• [Activity]
Go through the entries below. Copy out every line that contains "outline".

*** Data listing

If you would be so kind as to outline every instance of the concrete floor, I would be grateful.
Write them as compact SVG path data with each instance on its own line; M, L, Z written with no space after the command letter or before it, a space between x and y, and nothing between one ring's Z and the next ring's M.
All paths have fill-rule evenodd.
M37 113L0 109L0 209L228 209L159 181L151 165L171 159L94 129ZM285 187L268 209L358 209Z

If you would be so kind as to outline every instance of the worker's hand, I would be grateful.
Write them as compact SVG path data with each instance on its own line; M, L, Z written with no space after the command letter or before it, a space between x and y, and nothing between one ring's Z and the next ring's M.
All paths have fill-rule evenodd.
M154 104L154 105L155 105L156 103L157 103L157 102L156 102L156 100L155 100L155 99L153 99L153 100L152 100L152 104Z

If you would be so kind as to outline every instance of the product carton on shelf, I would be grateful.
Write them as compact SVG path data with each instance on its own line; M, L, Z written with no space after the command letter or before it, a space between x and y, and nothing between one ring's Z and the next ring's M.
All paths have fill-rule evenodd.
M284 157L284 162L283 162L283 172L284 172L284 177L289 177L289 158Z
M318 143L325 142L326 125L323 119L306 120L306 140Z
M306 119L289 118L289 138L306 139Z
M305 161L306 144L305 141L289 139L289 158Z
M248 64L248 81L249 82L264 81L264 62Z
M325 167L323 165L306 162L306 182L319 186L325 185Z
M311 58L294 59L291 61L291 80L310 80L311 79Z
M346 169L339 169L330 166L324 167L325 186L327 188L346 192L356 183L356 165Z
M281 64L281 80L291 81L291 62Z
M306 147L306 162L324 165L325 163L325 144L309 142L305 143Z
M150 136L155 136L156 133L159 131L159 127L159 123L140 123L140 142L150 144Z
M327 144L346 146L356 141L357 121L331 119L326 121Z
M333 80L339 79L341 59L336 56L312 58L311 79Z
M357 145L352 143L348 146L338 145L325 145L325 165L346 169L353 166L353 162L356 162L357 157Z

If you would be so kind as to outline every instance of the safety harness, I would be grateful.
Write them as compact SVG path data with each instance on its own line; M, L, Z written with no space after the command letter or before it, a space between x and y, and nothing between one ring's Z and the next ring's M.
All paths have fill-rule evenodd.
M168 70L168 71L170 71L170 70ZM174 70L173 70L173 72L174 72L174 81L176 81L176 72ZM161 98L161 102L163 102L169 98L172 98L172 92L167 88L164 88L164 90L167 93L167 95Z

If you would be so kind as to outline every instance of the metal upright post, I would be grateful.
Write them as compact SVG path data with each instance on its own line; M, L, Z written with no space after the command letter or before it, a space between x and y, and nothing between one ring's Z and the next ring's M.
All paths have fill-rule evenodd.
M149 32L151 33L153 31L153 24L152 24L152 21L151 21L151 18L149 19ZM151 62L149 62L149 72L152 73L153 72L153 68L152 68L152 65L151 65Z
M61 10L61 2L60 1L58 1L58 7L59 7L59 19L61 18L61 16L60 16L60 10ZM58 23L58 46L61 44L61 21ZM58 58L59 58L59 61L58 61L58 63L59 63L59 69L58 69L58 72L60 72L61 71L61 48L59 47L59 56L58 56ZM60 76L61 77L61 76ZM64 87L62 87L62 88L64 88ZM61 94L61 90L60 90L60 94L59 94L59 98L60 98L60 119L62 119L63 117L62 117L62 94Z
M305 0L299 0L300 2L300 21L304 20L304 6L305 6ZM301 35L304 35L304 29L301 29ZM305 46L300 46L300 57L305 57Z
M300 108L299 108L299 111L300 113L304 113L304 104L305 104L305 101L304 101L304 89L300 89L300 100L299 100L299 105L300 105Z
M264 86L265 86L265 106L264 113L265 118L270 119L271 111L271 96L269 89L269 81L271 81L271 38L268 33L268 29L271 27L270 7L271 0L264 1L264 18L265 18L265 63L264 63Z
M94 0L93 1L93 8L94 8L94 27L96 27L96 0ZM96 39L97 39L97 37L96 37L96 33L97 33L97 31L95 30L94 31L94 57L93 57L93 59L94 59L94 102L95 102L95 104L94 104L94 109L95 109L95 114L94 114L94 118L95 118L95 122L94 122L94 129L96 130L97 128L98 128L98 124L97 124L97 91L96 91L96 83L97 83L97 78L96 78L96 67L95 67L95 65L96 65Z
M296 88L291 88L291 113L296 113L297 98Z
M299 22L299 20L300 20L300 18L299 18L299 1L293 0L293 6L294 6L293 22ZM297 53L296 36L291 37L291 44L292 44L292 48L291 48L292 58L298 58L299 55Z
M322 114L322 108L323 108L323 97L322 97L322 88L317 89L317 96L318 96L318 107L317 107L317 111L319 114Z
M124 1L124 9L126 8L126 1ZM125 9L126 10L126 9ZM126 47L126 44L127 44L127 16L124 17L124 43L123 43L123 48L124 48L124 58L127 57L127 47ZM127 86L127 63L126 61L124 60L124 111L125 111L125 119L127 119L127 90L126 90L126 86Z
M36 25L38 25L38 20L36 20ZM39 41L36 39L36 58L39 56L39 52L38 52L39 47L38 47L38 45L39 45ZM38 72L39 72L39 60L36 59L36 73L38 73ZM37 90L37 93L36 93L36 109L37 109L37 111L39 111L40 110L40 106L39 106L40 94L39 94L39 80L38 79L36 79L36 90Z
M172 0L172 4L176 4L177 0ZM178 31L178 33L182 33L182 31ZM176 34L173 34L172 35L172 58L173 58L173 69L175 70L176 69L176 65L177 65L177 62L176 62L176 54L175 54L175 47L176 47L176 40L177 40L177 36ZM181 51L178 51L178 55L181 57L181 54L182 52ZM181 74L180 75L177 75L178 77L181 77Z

******

• [Exercise output]
If you would be so kind as to outline every instance of the concrete floor, I would be grateful.
If you would be so kind as to outline every instance of the worker's hand, I would be grateful.
If you would be so kind as to outline every instance of the product carton on shelf, I would be grateful.
If you would be so kind as to outline every instance of the safety harness, I would be grateful.
If you would be so kind as to outline every instance of the metal upright post, I would be grateful.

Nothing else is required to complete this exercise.